* [Tujuan A] Jelaskan dalam satu sampai tiga kalimat mengapa ruang bermain anak-anak semakin berkurang menurut tulisan tentang permainan anak versus pembangunan.
* [Tujuan B]
Jawablah pertanyaan berikut berdasarkan tulisan tentang permainan anak versus pembangunan.
(i) Pada hari dan tanggal berapa tulisan itu dimuat?
(ii) Apa yang menggantikan ruang ekspresi dan bermain anak-anak?
(iii) Apa yang dibutuhkan untuk memainkan game online?
* [Tujuan C] Teruskan tulisan tentang permainan anak versus pembangunan mulai sesudah kalimat terakhirnya.

* [Teks yang Ditampilkan]

--------------------------------------------------

Sabtu, 02 Mei 2015

Permainan Anak versus Pembangunan (part 1, Game online dan Tradisional)



Permainan Anak versus Pembangunan
(part 1, Game online dan Tradisional)



Seiring roda waktu terus berjalan, kemajuan teknologi dan pembangunan menggerus lahan dan ruang kosong untuk generasi penerus. Alih-alih untuk kemajuan dan pemerataan kesejahteraan masyarakat mereka mengambil ruang ekspresi dan bermain anak-anak, dan digantikan dengan sebuah teknologi terapan berbentuk mini, game online. Tentu permainan ekspresi ini menggeser sebuah nilai-nilai perkembangan mental anak, dan tentunya membutuhkan biaya untuk memainkannya, lain halnya dengan permainan tradisional yang relatif murah dan mebaur dengan alam.

--------------------------------------------------

* [Bahan]
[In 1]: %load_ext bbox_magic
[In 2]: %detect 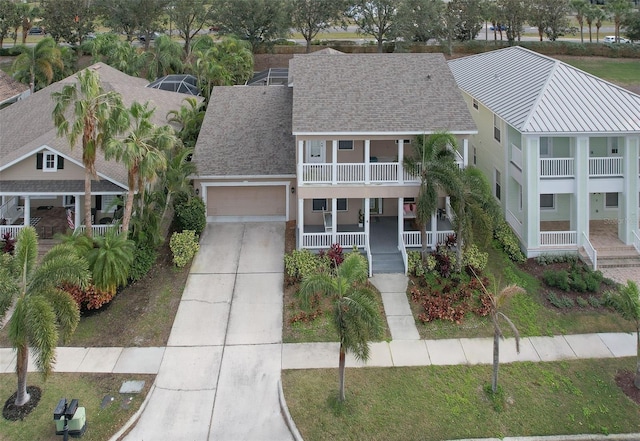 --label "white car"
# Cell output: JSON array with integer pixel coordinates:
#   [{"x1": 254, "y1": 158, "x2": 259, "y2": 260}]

--------------------------------------------------

* [Jawaban yang Diharapkan A] Kemajuan teknologi dan pembangunan terus menggerus lahan dan ruang kosong untuk generasi penerus. Ruang ekspresi dan bermain anak-anak diambil, lalu digantikan dengan teknologi terapan berbentuk mini, yaitu game online.

* [Jawaban yang Diharapkan B]
(i) Sabtu, 02 Mei 2015.
(ii) Sebuah teknologi terapan berbentuk mini, yaitu game online.
(iii) Biaya.

* [Jawaban yang Diharapkan C]
Single dan multiplayer merupakan mode permainan yang bisa kita jalankan dengan variasi jenis permainan yang mendidik namun, yang harus kita pikirkan adalah berapa anak yang bisa menikmati fasilitas permainan tersebut. Pertama, harus membeli perangkat keras seperti i-pad, smartphone, computer dan lain sebagainya dan harus terintegrasi dengan jaringan internet yang juga membutuhkan biaya. Kedua, topografi tempat anak tersebut tinggal yang sinyal jaringan internetnya terbatas. Ketiga, akses internet yang tanpa batas membahayakan perkembangan perilaku dan mental anak. Keempat, dengan fasilitas tersebut, meski dimainkan dengan mode multiplayer anak tetap berkomunikasi bukan dengan cara komunikasi verbal sehingga anak tetap bermain sendiri, dalam ruang kosong tanpa ekspresi.
Diakui dalam game online, banyak stimulus yang membangkitkan kreatifitas anak. Perkembangan otak kanan anak dirangsang melalui atraksi dalam setiap permainan, konsep, strategi, aksi, dan ekspresi dan semua hal itu direkam dalam memori jangka panjang sehingga orang tua harus hati-hati dalam memilih permainan untuk anak mereka. Orang tua harus selektif dalam memilih dan memilah jenis permainan, karena bayak ragam yang ditawarkan pengembang game online dari hal action, arcade, dan strategi karena daya merekam dan menyimpan otak kanan untuk jangka panjang itulah akan mempengaruhi perkembangan mental dan perilaku anak.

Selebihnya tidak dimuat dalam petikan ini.